* _THE TASK_
Copy every record exactly as it stands. Leave the pictures out.

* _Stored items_
★ ★ ★ ★

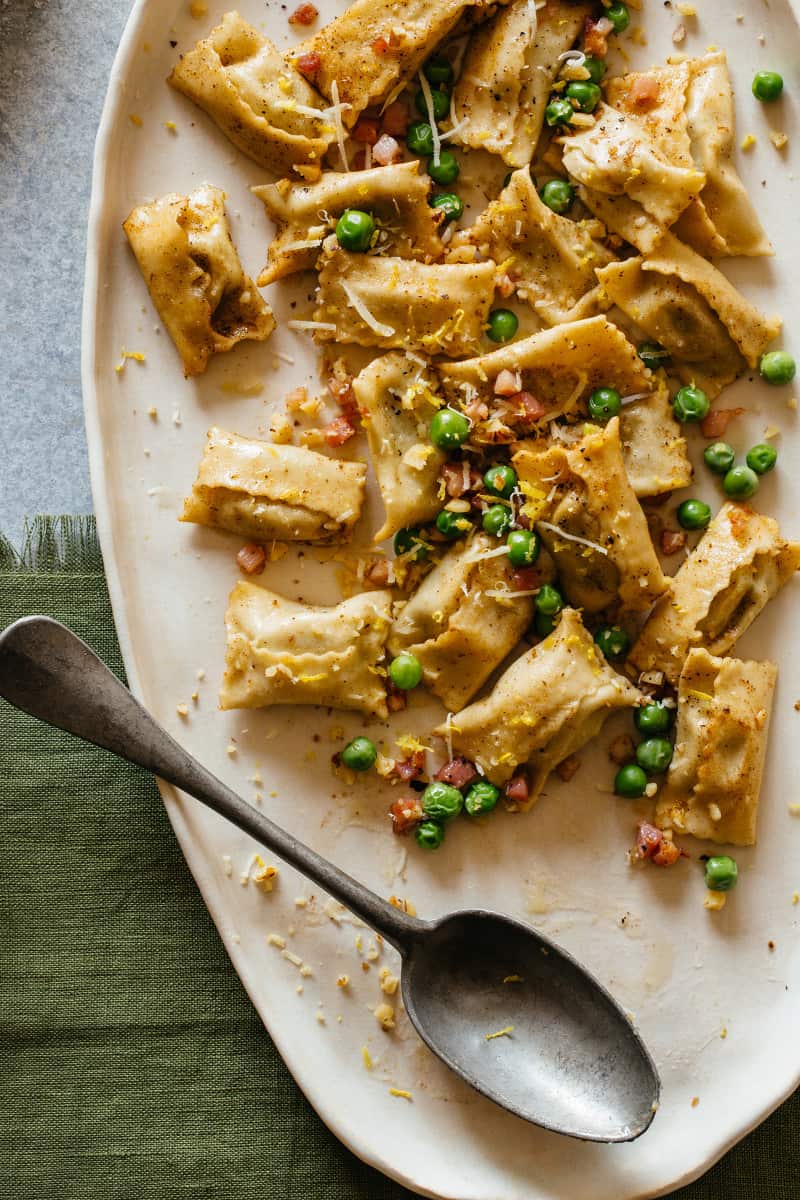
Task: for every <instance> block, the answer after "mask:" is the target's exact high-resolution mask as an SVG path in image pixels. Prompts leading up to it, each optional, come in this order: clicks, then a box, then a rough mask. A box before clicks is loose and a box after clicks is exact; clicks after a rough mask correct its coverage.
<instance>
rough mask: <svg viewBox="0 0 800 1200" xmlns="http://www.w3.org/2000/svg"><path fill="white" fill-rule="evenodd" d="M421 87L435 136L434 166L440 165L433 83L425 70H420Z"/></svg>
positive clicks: (439, 140) (433, 156)
mask: <svg viewBox="0 0 800 1200" xmlns="http://www.w3.org/2000/svg"><path fill="white" fill-rule="evenodd" d="M420 88H421V89H422V95H423V96H425V107H426V108H427V110H428V124H429V125H431V134H432V138H433V166H434V167H438V166H439V162H440V158H441V138H440V137H439V128H438V126H437V118H435V114H434V112H433V95H432V92H431V84H429V83H428V80H427V79H426V76H425V71H420Z"/></svg>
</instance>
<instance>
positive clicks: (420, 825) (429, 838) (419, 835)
mask: <svg viewBox="0 0 800 1200" xmlns="http://www.w3.org/2000/svg"><path fill="white" fill-rule="evenodd" d="M414 840H415V841H416V844H417V846H421V847H422V850H439V846H440V845H441V842H443V841H444V840H445V829H444V826H440V824H439V822H438V821H421V822H420V824H419V826H417V827H416V829H415V830H414Z"/></svg>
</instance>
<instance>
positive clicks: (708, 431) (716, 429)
mask: <svg viewBox="0 0 800 1200" xmlns="http://www.w3.org/2000/svg"><path fill="white" fill-rule="evenodd" d="M744 412H745V409H744V408H712V409H711V412H710V413H708V414H706V416H704V418H703V420H702V421H700V432H702V433H703V437H704V438H710V439H714V438H721V437H722V436H723V434H724V432H726V430H727V428H728V425H729V422H730V421H732V420H733V418H734V416H741V414H742V413H744Z"/></svg>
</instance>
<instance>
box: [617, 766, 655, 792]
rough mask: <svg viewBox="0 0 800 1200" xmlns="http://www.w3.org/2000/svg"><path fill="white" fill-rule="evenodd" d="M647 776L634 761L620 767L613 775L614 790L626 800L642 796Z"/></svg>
mask: <svg viewBox="0 0 800 1200" xmlns="http://www.w3.org/2000/svg"><path fill="white" fill-rule="evenodd" d="M646 786H648V776H646V775H645V773H644V772H643V770H642V768H640V767H639V766H638V764H637V763H634V762H628V763H626V766H625V767H620V769H619V770H618V772H616V774H615V775H614V791H615V793H616V794H618V796H624V797H625V799H626V800H636V799H638V798H639V796H644V790H645V787H646Z"/></svg>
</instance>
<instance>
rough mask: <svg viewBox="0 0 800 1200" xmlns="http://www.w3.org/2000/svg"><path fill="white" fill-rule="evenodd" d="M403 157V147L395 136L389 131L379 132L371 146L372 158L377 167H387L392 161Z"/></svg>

★ ★ ★ ★

* _RESULT FOR THIS EXERCISE_
Task: for every <instance> block, the answer after "mask:" is the target's exact high-resolution mask as an SVG path in image pixels. Prompts leading up to it, each optional, come in this order: clicks, then a box, then a rough mask. A box before clicks is loose and a box after clicks is exact; clicks after a rough mask correct its coverage.
<instance>
rough mask: <svg viewBox="0 0 800 1200" xmlns="http://www.w3.org/2000/svg"><path fill="white" fill-rule="evenodd" d="M421 87L435 136L434 166L440 165L433 83L425 70H420Z"/></svg>
positive clicks: (439, 140) (433, 156)
mask: <svg viewBox="0 0 800 1200" xmlns="http://www.w3.org/2000/svg"><path fill="white" fill-rule="evenodd" d="M420 88H421V89H422V95H423V96H425V107H426V108H427V110H428V124H429V125H431V134H432V138H433V166H434V167H438V166H439V162H440V158H441V138H440V137H439V128H438V126H437V118H435V114H434V112H433V95H432V92H431V84H429V83H428V80H427V79H426V76H425V71H420Z"/></svg>
</instance>
<instance>
positive clicks: (420, 825) (429, 838) (419, 835)
mask: <svg viewBox="0 0 800 1200" xmlns="http://www.w3.org/2000/svg"><path fill="white" fill-rule="evenodd" d="M414 840H415V841H416V844H417V846H421V847H422V850H439V846H440V845H441V842H443V841H444V840H445V829H444V826H440V824H439V822H438V821H421V822H420V824H419V826H417V827H416V829H415V830H414Z"/></svg>
</instance>
<instance>
positive clicks: (708, 431) (716, 429)
mask: <svg viewBox="0 0 800 1200" xmlns="http://www.w3.org/2000/svg"><path fill="white" fill-rule="evenodd" d="M744 412H745V409H744V408H712V409H711V412H710V413H708V414H706V416H704V418H703V420H702V421H700V432H702V433H703V437H704V438H710V439H714V438H721V437H722V436H723V434H724V432H726V430H727V428H728V425H729V422H730V421H732V420H733V418H734V416H741V414H742V413H744Z"/></svg>
</instance>
<instance>
box: [617, 766, 655, 792]
rough mask: <svg viewBox="0 0 800 1200" xmlns="http://www.w3.org/2000/svg"><path fill="white" fill-rule="evenodd" d="M647 776L634 761L620 767L613 775L614 790L626 800L642 796Z"/></svg>
mask: <svg viewBox="0 0 800 1200" xmlns="http://www.w3.org/2000/svg"><path fill="white" fill-rule="evenodd" d="M646 786H648V776H646V775H645V773H644V772H643V770H642V768H640V767H639V766H638V764H637V763H634V762H628V763H626V766H625V767H620V769H619V770H618V772H616V774H615V775H614V791H615V793H616V794H618V796H624V797H625V799H626V800H636V799H638V798H639V796H644V790H645V787H646Z"/></svg>
</instance>
<instance>
rough mask: <svg viewBox="0 0 800 1200" xmlns="http://www.w3.org/2000/svg"><path fill="white" fill-rule="evenodd" d="M403 157V147L395 136L389 131L379 132L371 146L372 158L377 167H387L392 161Z"/></svg>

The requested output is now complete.